- GIVEN PROBLEM: Reproduce every record below word for word, leaving out the pictures.

## begin RECORDS PROVIDED

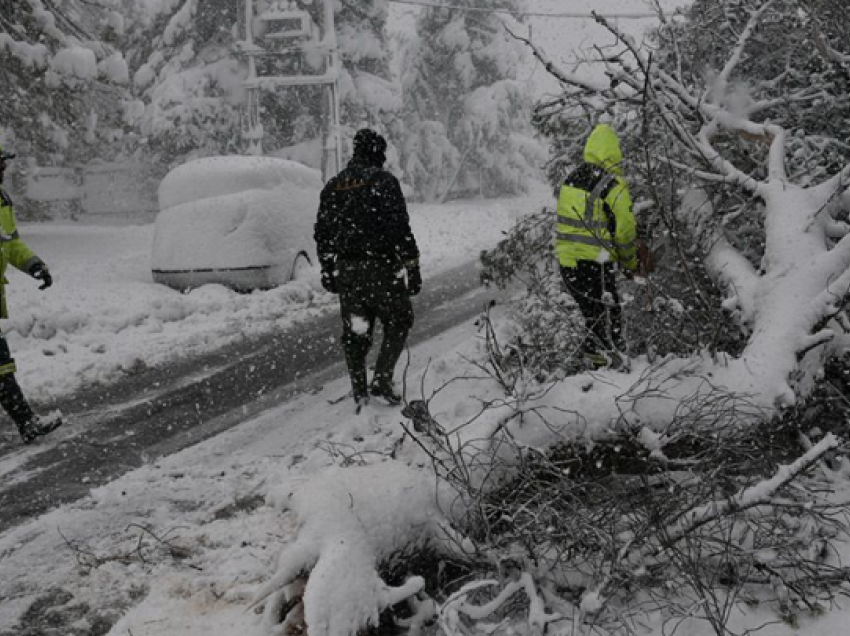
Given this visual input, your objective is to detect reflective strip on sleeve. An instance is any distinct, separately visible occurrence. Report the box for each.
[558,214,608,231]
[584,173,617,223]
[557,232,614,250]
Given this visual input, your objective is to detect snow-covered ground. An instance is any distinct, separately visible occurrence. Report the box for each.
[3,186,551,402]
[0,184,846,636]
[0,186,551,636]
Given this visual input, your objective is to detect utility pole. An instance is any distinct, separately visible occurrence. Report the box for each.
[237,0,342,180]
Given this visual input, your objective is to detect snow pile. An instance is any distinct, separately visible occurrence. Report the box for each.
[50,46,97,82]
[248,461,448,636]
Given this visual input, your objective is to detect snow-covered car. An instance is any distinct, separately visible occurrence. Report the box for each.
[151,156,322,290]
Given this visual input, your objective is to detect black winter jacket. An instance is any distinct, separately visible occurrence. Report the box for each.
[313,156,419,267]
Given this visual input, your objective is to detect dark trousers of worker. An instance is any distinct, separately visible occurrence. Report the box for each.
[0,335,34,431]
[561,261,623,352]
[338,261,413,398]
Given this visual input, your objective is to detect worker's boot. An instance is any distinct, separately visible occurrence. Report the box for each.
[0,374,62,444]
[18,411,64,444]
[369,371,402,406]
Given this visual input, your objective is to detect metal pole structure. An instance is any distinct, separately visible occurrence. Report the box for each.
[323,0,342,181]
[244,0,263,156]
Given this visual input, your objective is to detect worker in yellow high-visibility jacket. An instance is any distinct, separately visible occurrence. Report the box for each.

## end RECORDS PROVIDED

- WRITTEN RESPONSE:
Given this visual input, your objective is to detect reflective strip on sleeve. An instance is any distinct, separately visible occurrence. Report the box for each.
[558,214,608,231]
[584,173,617,223]
[557,232,614,250]
Given this visual input, your objective is to detect snow-covered ground. An instance is any distinct, separately visible occurrence. Report the box for each.
[3,186,551,402]
[0,184,846,636]
[0,186,551,636]
Given this visual input, your objective is to detect utility pole. An instance is any distinct, separately visible occurrence. Report the box for each.
[237,0,342,180]
Given this visual input, your objective is to detect snow pile. An instance is any distinct, separately visible occurrence. Report the box for each.
[50,46,97,82]
[248,461,448,636]
Given this visual input, your objective is to detect snow-covered car. An instance is any distinct, separately visible occurrence. Report the box for each.
[151,156,322,290]
Given this visual input, your objective is to detect black winter jacket. An instance is any distinct, separately visible occurrence. Report the box for each.
[313,156,419,267]
Given this visual input, your objective is to detect dark trousers of worker. An instance is any distinct, separately visible occurrence. Report the box for each.
[0,335,34,431]
[561,261,623,352]
[338,261,413,398]
Given this visual input, your objective is to detect worker's boot. An instance is any distinct, separately visible occurrence. Report the box for each.
[0,374,62,444]
[18,411,64,444]
[369,371,402,406]
Given this visual input, your objective is to detect metal pole structure. An instance is any distinct, separately visible occurrence. Report the box for each.
[323,0,342,181]
[244,0,263,156]
Given this visual input, your objective is to detect worker in yellow high-visibility jacket. An instance is any distinct, separately visible occurrence. Report the box for each.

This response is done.